This week I fished the Beaver River for 3 days, and a day at Kent’s Lake mixed in.

We stayed at the KOA in Beaver, Utah. It’s a two horse town off I-15 between Cedar City and nowhere.

The river runs East to West, and used to run through town, I think, but now it gets diverted, before town, from the the river in the mountains to farm irrigation. The upper mountain stretch is pretty skinny, but has good elevation drop and nice pocket water. I did pretty well up there early the first morning. I parked, walked downstream for a bit, then hit the river and worked my way back up to the truck. The early morning allowed me to escape the heat and hit the breakfast bite.

I was mostly using a single dry fly (mayflies) on my Sage 3/4 weight center axis combo. It was a good time watching these hungry little brook trout rise from their deep little holes to hunt down my top water offering. Sometimes they completely whiffed but most of the time I was able to hook up and do a quick retrieve and release. I prolly hooked 30-40 of those little guys, with some up to 14″. I made it home by 2pm for a cocktail.  Winning.

Brook trout have little white strips on their back lower fins.

The Beaver River starts back up to the west of town, out of The Minersville Reservoir. It runs through some private land, then onto public land for a few miles, and then skinnies out to irrigation again. With only a few miles of fishable river, only about a mile of it was riffled and fishable, with the rest being stagnant frog water.

Note the GPS tracking and messaging unit Jaime has me carry in no cell land.

Fishing gate. BLM allows ranchers to put cattle on public land. Ranchers build diff types of access gates to allow public in, but also keep cattle in. This one you just unhinge the metal post with fence wire.

It took me most of the first morning to learn the river sections noted above, but when I finally found the good area it was game on for the next day and a half.

- REQUEST A
Can you arrange the records, from the line with "Drill #6 — Where" up to and including the line with "0;0;1200;892", as a Markdown table with the columns Row and Line, leaving out blank lines?

- RECORDS FOR THIS TASK

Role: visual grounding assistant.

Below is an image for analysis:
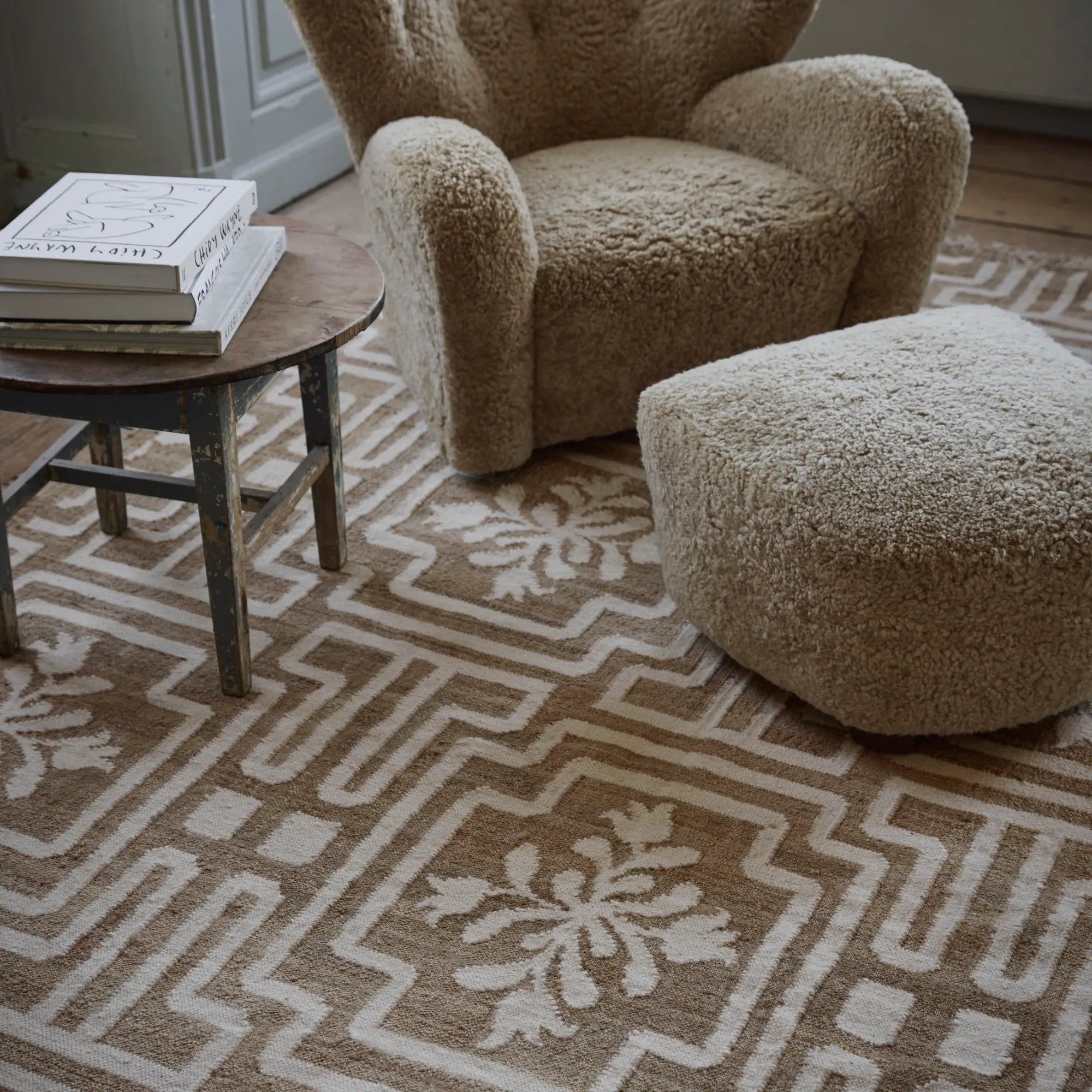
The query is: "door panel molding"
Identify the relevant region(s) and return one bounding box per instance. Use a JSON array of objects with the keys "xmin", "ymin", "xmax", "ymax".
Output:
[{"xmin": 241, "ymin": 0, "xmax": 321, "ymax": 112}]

---

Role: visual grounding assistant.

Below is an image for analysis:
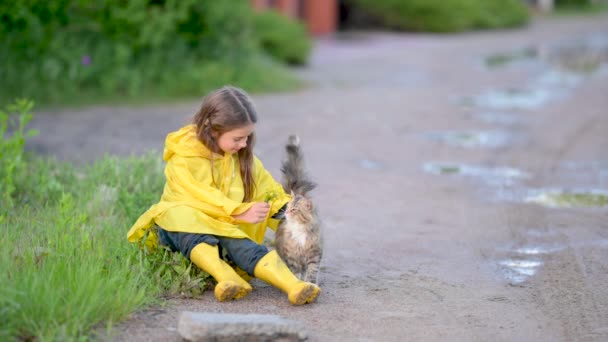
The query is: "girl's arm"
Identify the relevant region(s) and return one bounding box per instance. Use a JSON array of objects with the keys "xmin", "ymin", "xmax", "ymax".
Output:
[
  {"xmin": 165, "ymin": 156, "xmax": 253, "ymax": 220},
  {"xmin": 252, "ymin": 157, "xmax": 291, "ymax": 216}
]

--

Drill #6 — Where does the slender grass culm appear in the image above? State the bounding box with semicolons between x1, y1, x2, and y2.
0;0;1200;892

- REQUEST B
Can you pick up the Beaver River fishing account and continue it after its last sentence?

- EXERCISE RESPONSE A
| Row | Line |
|---|---|
| 1 | Drill #6 — Where does the slender grass culm appear in the image above? State the bounding box with semicolons between x1, y1, x2, and y2. |
| 2 | 0;0;1200;892 |

- EXERCISE RESPONSE B
It was small streamers and dropper nymphs that got em going. Even though grasshoppers and dragonflies were everywhere only the dinks would look up.

Most of these fish were good sized rainbows, with some smaller brookies mixed in. However, I did see a 40-50 lb Beaver swimming down river at me with a huge clump of flora for decorating his living room.

I should also mention I tried my luck up at Kent’s lake on my one man Water Master raft.   It was my first time getting this raft on the water.  I needed to test it out before floating a river, and I heard the lake has some good Tiger trout.    I trolled some streamers, tried indicator fishing some balanced leaches and damsel nymphs, and even tried a mayfly and cricket dry fly as the fish were hitting the top pretty good, and jumping completely out of the water.   I determined they were eating dragon flies that were hovering above water, but, of course, I dont carry them in my flybox (no more).

Here is my take:

  • 0 fish landed, traditionally.
  • 1 12″ screamed up from deep to grab my cricket as I was messing around with my gear.    After I stripped in all of my excess fly line, and got tight to the fly, my cricket arose from the deep a lonely bug.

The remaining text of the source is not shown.